# [TRECHO SELECIONADO]
O homem sábio discute ideias.”

(Provérbio chinês)

 Davidson Abreu – A direita, no plano geral, não conhece nem a si mesmo, muito menos aos seus inimigos. Apesar de ser de conhecimento que a população brasileira possui maioria conservadora, sem contar liberais e outras vertentes de direita, o povo em geral, com diversas preocupações, geralmente são de direita, possui valores conservadores, mas não sabe disso.

JB Reis – Há uma sabedoria entranhada na psique do brasileiro que protegia com cláusula pétrea três temas espinhosos, a respeito dos quais não se falava, sob pena de se incorrer em desafetos: política, futebol e religião. Pode ser que isso seja um eco da repressão política do tempo da ditadura. Pode ser por causa da miscigenação étnica dos brasileiros, que lentamente abrandou ódios e os transmutou em tolerância. Depois da redemocratização, o futebol permaneceu um feliz tabu, mas, primeiro a religião e há alguns anos, a política, passaram a ser “pensadas” a golpes de martelo, como diria Nietzsche.

O maior valor conservador é a liberdade, sendo a liberdade religiosa uma das manifestações mais representativas desse corolário. Neste particular da religião, por exemplo, é temerário pretender que se possa levianamente vincular qualquer tipo de instância pública a esta ou àquela vertente religiosa, e ignorar outras tantas. Por isso o Estado brasileiro é laico. Não porque seja um Moloch ateísta, mas porque seria inviável, antirrepublicano e excludente, associar este ou aquele “deus” ao poder público, sendo a nossa nacionalidade um caldo cultural em constante fervura.

Este governo, autoproclamado o farol do conservadorismo, quando – com nítidas intenções eleitoreiras – borra a fronteira secular entre Estado e religião, principia a destruir essa isenção que levou tantos séculos para se institucionalizar.

Ao contrário do que o autor afirma (que “o povo possui valores conservadores, mas não sabe”), o povo brasileiro sabe que é conservador, o povo sabe que “o conservadorismo valoriza a diversidade típica do individualismo”. Mais do que sabe, o povo vive esses valores, mas na sua simplicidade apenas ignora rotulações acadêmicas. Tanto sabe que evita ao máximo discutir religião mesmo privadamente – que dirá publicamente. Quem demonstra não saber (isto é, não praticar) esses valores é o governo atual que, num flagrante desrespeito à tradição popular, mistura o que sabiamente sempre esteve separado.

DA – Hoje, com as redes sociais, isso mudou bastante, contudo, não era raro ver pessoas nitidamente de direita, votarem em candidatos de esquerda devido ao carisma ou ao discurso bonito sem contraponto. Outra dificuldade era a ausência da direita no debate político, e quando muito algum picareta sem ideologia nenhuma se colocava em posição mais a direita, como o Collor e o Maluf, por exemplo.

# [REQUISITOS]
1. Substitua "cabinet" por "cupboard" em todas as linhas armazenadas, sem alterar mais nada, e reproduza essas linhas omitindo as imagens.
2. Dê continuidade ao trecho sobre a direita e o conservadorismo no Brasil, começando logo após a última frase apresentada.
O trecho e as linhas não têm nenhuma relação entre si.

# [LINHAS ARMAZENADAS]
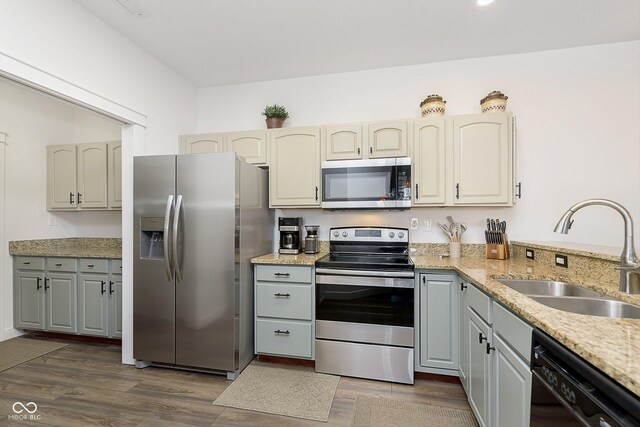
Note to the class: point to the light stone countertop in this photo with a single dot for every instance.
(612, 345)
(74, 247)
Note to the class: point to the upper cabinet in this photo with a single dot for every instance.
(342, 142)
(251, 145)
(294, 173)
(205, 143)
(429, 162)
(387, 139)
(482, 159)
(84, 176)
(464, 160)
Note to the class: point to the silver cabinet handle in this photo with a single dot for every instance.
(167, 223)
(176, 223)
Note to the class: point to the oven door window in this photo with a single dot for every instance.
(365, 304)
(359, 184)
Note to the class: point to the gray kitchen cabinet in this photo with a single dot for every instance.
(50, 294)
(284, 311)
(463, 339)
(28, 299)
(61, 301)
(479, 375)
(438, 324)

# [RESPOSTAS EM ORDEM]
1.
Note to the class: point to the light stone countertop in this photo with a single dot for every instance.
(612, 345)
(74, 247)
Note to the class: point to the upper cupboard in this photo with a single dot for every instance.
(342, 142)
(251, 145)
(294, 173)
(205, 143)
(429, 162)
(387, 139)
(482, 159)
(84, 176)
(464, 160)
Note to the class: point to the silver cupboard handle in this photo with a single dot for every instance.
(167, 223)
(176, 223)
Note to the class: point to the oven door window in this photo with a single dot for every instance.
(365, 304)
(359, 184)
Note to the class: point to the gray kitchen cupboard in this photo with a single dot for every instance.
(50, 294)
(284, 311)
(463, 339)
(28, 299)
(61, 301)
(479, 375)
(438, 324)

2.
 JB – É verdade que a descentralização e a atual velocidade de distribuição da informação fizeram o que séculos de enciclopédias pouco conseguiram, e apesar de haver perda na profundidade, o alcance é enorme. Mas, não parece robusto o argumento de que as pessoas votavam em tal e tal candidato exclusivamente por “carisma” ou “discurso”. O Brasil é muito complexo e seu sistema eleitoral, que resiste tenazmente a qualquer reforma mais profunda, é muito relevante para ficar de fora dessa equação simplificada “eleitor >> candidato”. As simplificações escondem mais do que aparentemente pretendem mostrar.

DA – Enquanto isso, a esquerda sempre foi mais organizada e politizada. Não estamos falando na população humilde seduzida por discursos populistas e trabalhistas, mas sim nas bases mais altas chegando às universidades até aos organizadores intelectuais.

 JB – O texto reflete uma preocupação em salientar a falta de uma “cartilha” da direita, como se fosse um catecismo a ser ensinado pelos luminares, a elite cultural incipiente, aos incultos da plebe. Note-se que é feito um afago no Zé povão, a quem o autor chama de “humilde”, com “preocupações” (como se alguém não as tivesse!) que o impediriam de se entupir de nominalismos tão inúteis quanto imprestáveis, para depois sair arrotando filosofias de twitter e, logo em seguida, votar no candidato da família “de bem”.

DA – Entre a estratégia da esquerda está a sua maior fraqueza – a censura. Enquanto filósofos como Olavo de Carvalho incentivavam seus seguidores a lerem autores comunistas, a esquerda omite autores de direita. Nas livrarias até um passado recente eram raras as obras, nas universidades não se falavam neles e o debate era nulo.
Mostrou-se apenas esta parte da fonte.